Alerts to Grafana when drift detected: "error":"postMessage failed: failed to execute request: context deadline exceeded"
lgarciaharo opened this issue · comments
We are using tfcontroller and trying to send alerts to Grafana via Notification-controller from flux according to the documentation.
The configuration to make possible sending alerts with flux is already applied. Integrate with Flux Receivers and Alerts.
We have also a webhook provider and the Dritf detection works properly and the alert in that webhook is received. So, I suppose the event format emitted by tfcontroller is correct for flux.
On the Grafana side, the API Token is already stored as secret in the cluster and is tested. We can create annotations in grafana with curl to our https://<grafana-url>/api/annotations
endpoint.
However, the grafana provider and its alert aren't working.
We have enabled debug logs and in the notification-controller and we can see:
{
"alert": {
"name": "tf-alert-grafana",
"namespace": "ba999"
},
"error": "postMessage failed: failed to execute request: context deadline exceeded",
"eventInvolvedObject": {
"apiVersion": "infra.contrib.fluxcd.io/v1alpha2",
"kind": "Terraform",
"name": "my-tf",
"namespace": "ba999",
"resourceVersion": "13782667",
"uid": "8fd840ac-4bb5-4a02-8872-0df8f3e66d56"
},
"level": "error",
"logger": "event-server",
"msg": "failed to send notification",
"stacktrace": "github.com/fluxcd/notification-controller/internal/server.(*EventServer).handleEvent.func1.1\n\tgithub.com/fluxcd/notification-controller/internal/server/event_handlers.go:248",
"ts": "2023-09-27T16:02:30.646Z"
}
The versions are:
Flux | Argo CD | Image |
---|---|---|
v2.0.1 | v2.7 | v2.7.10 |
I've created an issue in tfcontroller too but as the event emitted by tfcontroller is working fine for webhook provider I'm not sure where is the problem if in the tfcontroller or in the flux side.

- [TO DO]:
[a] Transcribe the part of the Grafana alert issue starting at "lgarciaharo opened this" and ending at "Receivers and Alerts.".
[b] Answer these questions using the Grafana alert issue, one answer per line:
(i) Which provider receives the drift detection alert successfully?
(ii) What value is given for "logger" in the debug log entry?
(iii) Which Flux version is listed?
[c] Rewrite the paragraph of the Grafana alert issue that begins "On the Grafana side" as a short bulleted list that keeps its main facts.
The data that comes after this point is separate from the Grafana alert issue above.

- [EXTRACTED MATERIAL]:
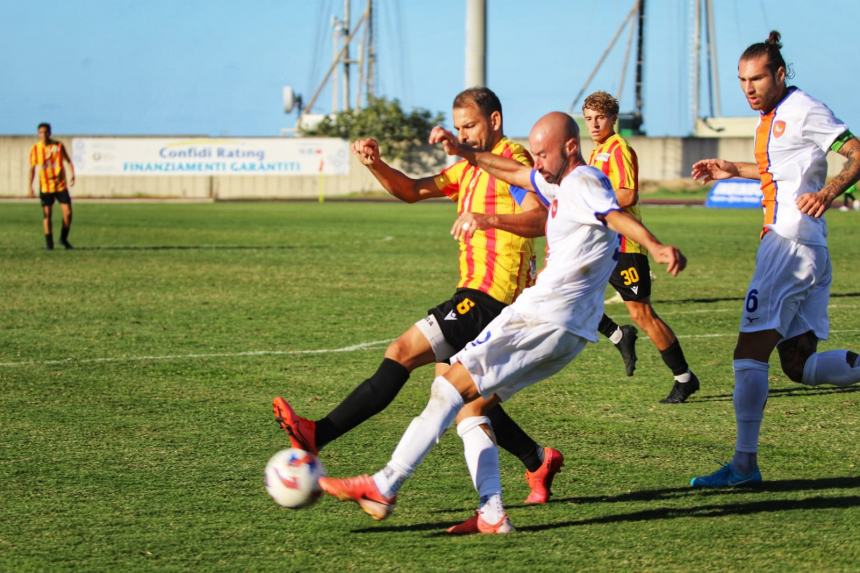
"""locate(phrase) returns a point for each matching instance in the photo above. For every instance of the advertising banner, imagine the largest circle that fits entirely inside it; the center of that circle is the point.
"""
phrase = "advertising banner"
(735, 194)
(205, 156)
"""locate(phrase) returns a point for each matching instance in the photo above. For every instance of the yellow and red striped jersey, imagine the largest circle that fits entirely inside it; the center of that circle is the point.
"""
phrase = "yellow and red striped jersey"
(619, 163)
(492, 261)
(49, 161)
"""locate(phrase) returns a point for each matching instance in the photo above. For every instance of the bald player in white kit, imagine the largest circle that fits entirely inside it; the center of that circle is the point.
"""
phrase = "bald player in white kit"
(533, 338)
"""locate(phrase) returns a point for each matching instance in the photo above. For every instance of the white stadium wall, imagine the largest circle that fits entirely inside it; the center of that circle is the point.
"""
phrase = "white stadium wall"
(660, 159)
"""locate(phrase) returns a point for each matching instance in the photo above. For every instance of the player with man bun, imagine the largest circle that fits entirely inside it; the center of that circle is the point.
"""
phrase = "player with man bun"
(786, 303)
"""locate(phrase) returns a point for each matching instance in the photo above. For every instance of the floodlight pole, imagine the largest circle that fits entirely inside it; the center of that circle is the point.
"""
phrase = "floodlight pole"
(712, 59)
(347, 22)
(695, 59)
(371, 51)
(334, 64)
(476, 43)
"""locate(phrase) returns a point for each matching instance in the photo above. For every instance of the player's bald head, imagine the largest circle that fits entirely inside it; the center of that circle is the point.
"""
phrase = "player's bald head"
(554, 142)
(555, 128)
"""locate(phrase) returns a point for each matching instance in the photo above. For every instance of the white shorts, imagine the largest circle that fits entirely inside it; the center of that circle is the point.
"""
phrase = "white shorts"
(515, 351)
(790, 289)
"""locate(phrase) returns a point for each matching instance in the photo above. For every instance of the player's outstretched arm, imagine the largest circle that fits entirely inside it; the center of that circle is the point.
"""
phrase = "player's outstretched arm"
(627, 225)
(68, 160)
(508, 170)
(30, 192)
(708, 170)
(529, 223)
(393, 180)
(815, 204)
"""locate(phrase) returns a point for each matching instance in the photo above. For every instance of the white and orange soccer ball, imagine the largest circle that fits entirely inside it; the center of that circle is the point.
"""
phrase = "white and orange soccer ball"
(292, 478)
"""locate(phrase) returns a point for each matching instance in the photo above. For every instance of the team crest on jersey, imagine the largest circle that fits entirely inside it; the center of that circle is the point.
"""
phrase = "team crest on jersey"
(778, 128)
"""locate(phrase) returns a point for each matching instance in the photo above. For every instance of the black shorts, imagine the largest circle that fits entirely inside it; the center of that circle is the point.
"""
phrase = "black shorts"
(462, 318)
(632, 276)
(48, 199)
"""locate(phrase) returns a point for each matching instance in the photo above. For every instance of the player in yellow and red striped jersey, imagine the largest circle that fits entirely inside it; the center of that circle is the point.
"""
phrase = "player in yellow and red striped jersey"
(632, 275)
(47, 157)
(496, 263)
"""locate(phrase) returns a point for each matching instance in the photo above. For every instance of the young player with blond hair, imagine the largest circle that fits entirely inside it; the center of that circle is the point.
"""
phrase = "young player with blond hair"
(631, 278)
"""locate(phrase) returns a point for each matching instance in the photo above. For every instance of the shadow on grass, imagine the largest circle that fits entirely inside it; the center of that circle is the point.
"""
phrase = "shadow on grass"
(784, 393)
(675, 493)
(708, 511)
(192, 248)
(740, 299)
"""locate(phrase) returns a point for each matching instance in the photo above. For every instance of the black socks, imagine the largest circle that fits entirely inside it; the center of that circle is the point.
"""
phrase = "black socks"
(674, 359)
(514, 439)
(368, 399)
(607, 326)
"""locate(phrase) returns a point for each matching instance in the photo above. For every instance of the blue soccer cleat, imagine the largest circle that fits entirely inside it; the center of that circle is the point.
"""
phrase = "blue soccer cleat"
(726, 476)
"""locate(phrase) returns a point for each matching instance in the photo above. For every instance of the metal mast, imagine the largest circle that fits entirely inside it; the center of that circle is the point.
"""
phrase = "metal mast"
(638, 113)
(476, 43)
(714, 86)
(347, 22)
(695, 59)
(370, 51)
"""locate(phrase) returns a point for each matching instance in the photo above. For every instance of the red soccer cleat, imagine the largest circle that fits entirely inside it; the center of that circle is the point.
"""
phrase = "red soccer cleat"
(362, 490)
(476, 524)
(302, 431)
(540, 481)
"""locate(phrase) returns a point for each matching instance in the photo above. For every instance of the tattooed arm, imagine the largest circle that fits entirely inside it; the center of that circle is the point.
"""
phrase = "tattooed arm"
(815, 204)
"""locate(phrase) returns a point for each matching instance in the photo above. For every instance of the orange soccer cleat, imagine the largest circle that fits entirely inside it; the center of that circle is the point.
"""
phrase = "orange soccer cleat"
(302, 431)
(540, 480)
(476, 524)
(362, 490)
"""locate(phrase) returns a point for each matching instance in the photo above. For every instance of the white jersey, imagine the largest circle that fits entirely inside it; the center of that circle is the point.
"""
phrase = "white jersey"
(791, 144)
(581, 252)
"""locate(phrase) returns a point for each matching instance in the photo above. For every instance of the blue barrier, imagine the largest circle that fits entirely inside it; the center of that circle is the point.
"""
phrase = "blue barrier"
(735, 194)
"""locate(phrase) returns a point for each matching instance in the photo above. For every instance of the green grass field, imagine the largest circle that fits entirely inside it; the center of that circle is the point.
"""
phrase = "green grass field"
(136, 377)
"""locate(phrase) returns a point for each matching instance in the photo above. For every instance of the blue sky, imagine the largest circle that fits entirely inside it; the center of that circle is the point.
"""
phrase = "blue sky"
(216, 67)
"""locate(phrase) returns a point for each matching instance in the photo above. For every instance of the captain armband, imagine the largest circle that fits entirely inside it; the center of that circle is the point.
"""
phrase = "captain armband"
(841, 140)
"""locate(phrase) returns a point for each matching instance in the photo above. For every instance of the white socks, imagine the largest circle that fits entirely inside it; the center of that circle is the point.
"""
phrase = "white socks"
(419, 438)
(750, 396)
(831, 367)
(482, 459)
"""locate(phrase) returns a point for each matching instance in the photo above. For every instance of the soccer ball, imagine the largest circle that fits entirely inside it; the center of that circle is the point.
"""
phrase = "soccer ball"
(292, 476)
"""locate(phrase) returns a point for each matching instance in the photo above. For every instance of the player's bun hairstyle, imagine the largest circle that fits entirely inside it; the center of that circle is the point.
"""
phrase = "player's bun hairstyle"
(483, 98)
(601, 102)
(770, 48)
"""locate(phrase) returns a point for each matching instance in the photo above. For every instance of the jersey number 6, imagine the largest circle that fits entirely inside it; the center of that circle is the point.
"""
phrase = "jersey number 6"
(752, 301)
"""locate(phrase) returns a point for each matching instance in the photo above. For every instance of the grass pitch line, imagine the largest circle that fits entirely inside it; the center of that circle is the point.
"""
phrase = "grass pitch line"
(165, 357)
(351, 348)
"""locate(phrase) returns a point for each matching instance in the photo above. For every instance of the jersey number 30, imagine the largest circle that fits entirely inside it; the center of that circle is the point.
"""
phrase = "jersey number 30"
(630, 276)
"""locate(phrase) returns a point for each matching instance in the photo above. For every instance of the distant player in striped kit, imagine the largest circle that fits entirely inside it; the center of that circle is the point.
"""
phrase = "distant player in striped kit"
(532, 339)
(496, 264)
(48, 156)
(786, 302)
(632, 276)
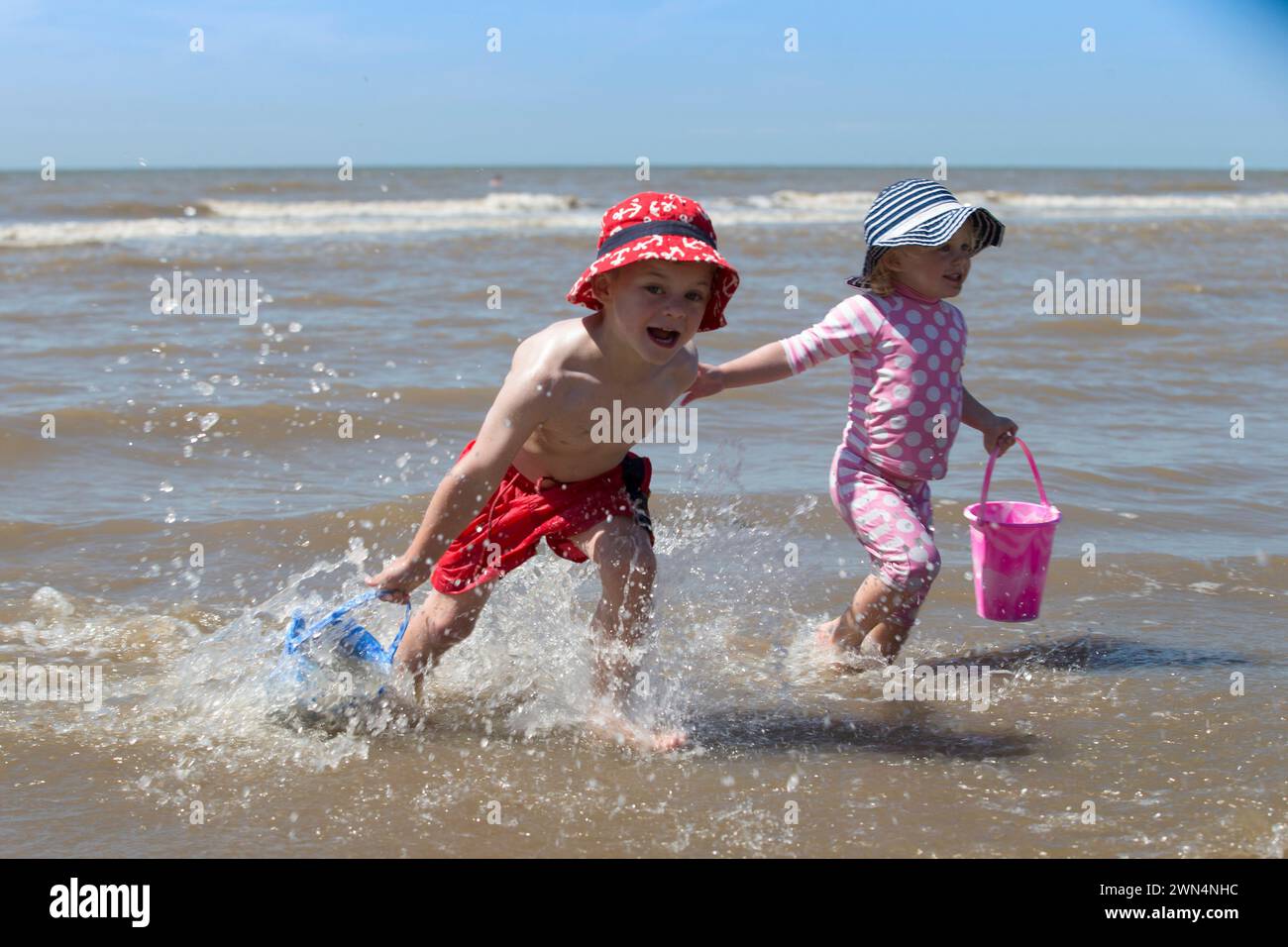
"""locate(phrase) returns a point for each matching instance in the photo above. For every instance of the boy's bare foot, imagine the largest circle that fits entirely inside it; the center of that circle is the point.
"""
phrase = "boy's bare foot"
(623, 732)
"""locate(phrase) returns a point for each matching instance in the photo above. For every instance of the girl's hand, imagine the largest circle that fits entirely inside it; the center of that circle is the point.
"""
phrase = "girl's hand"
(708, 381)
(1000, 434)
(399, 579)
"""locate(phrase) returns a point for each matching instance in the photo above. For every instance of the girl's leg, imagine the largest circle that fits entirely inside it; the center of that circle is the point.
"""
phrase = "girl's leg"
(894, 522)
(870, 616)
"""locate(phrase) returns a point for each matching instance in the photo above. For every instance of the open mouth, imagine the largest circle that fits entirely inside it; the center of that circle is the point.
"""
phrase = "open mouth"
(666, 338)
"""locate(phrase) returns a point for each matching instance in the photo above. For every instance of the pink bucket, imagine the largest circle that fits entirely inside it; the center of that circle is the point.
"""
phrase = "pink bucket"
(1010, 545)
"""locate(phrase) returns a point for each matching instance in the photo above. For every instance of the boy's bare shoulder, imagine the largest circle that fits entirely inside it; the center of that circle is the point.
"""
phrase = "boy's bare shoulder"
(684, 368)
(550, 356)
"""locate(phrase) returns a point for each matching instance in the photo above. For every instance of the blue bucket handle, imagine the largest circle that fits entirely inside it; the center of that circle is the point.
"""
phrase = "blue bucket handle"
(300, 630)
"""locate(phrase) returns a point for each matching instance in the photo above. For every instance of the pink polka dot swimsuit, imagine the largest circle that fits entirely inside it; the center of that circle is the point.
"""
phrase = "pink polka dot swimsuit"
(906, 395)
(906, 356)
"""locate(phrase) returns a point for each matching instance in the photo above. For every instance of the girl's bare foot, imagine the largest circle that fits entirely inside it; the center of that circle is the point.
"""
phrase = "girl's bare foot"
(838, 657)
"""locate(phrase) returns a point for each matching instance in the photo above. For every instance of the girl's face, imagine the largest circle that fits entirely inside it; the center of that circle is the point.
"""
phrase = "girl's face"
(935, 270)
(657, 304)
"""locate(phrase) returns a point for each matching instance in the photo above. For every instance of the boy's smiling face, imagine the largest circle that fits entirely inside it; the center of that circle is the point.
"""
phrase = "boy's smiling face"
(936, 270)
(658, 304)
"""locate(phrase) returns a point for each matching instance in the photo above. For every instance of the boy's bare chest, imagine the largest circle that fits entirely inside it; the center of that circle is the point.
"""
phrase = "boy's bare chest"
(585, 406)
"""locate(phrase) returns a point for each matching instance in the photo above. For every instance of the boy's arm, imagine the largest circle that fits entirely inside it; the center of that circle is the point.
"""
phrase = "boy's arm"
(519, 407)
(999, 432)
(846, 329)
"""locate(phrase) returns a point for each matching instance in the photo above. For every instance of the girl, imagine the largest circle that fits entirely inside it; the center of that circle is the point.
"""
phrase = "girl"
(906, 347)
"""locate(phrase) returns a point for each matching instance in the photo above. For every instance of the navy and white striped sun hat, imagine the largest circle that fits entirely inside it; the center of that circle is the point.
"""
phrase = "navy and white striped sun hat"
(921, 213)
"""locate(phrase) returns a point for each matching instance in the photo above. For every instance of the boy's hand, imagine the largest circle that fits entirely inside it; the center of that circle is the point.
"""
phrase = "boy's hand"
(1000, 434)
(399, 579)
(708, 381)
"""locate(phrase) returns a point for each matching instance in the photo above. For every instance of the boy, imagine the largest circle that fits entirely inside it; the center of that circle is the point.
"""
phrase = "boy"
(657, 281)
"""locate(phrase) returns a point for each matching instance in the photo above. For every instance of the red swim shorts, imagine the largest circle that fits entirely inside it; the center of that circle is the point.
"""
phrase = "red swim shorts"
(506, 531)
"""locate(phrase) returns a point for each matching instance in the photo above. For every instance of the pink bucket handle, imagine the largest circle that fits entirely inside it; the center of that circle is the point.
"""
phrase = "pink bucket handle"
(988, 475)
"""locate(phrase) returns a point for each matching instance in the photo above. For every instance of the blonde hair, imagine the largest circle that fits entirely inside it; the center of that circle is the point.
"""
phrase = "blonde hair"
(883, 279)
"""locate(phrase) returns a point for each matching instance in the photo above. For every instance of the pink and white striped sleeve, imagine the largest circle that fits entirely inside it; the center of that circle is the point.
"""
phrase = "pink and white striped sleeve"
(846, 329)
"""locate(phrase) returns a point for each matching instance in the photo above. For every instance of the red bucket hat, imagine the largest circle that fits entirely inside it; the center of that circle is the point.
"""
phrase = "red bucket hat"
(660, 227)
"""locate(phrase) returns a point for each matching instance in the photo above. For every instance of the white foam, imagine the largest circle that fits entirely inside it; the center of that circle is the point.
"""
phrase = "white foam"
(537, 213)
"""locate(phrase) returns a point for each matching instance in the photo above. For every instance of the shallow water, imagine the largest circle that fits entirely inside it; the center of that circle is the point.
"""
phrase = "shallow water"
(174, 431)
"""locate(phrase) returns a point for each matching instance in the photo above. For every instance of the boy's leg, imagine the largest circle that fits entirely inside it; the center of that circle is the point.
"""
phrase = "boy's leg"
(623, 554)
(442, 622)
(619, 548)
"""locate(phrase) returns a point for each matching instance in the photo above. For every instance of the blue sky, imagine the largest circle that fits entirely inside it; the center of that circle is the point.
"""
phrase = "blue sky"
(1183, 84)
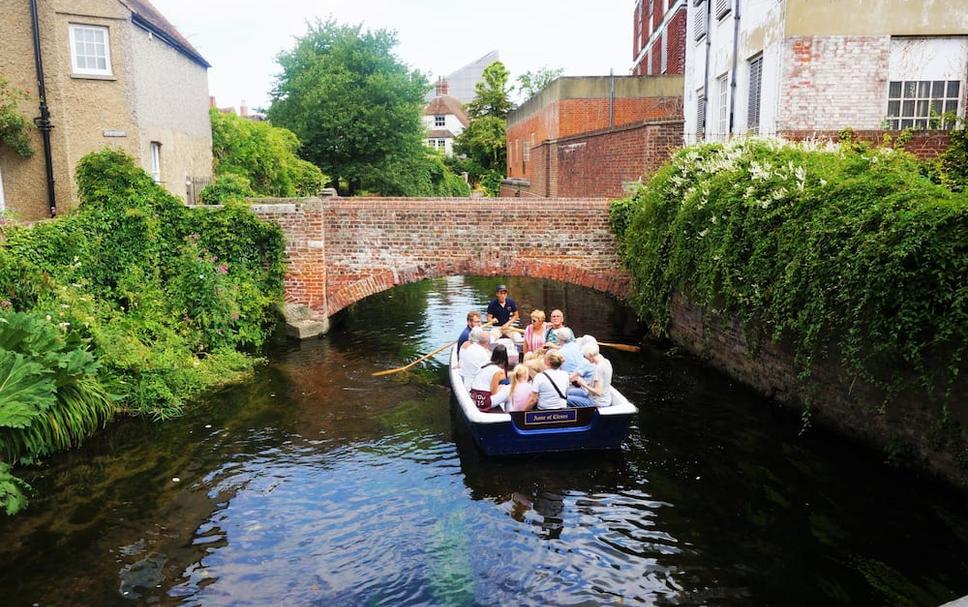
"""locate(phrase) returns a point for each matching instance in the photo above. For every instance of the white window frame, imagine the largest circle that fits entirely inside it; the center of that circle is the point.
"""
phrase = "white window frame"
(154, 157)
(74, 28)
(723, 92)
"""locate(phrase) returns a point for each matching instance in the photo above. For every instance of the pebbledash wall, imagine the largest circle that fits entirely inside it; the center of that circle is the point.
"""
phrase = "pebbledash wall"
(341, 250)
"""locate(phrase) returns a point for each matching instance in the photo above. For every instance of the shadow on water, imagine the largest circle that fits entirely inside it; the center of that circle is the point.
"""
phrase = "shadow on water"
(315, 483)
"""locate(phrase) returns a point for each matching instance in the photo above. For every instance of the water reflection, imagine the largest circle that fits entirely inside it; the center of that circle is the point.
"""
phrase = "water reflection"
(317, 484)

- [ANSWER SET]:
[a]
lgarciaharo opened this issue · comments
We are using tfcontroller and trying to send alerts to Grafana via Notification-controller from flux according to the documentation.
The configuration to make possible sending alerts with flux is already applied. Integrate with Flux Receivers and Alerts.

[b]
(i) A webhook provider.
(ii) "event-server".
(iii) v2.0.1.

[c]
- The Grafana API token is stored as a secret in the cluster and has been tested.
- Annotations can be created in Grafana with curl at the https://<grafana-url>/api/annotations endpoint.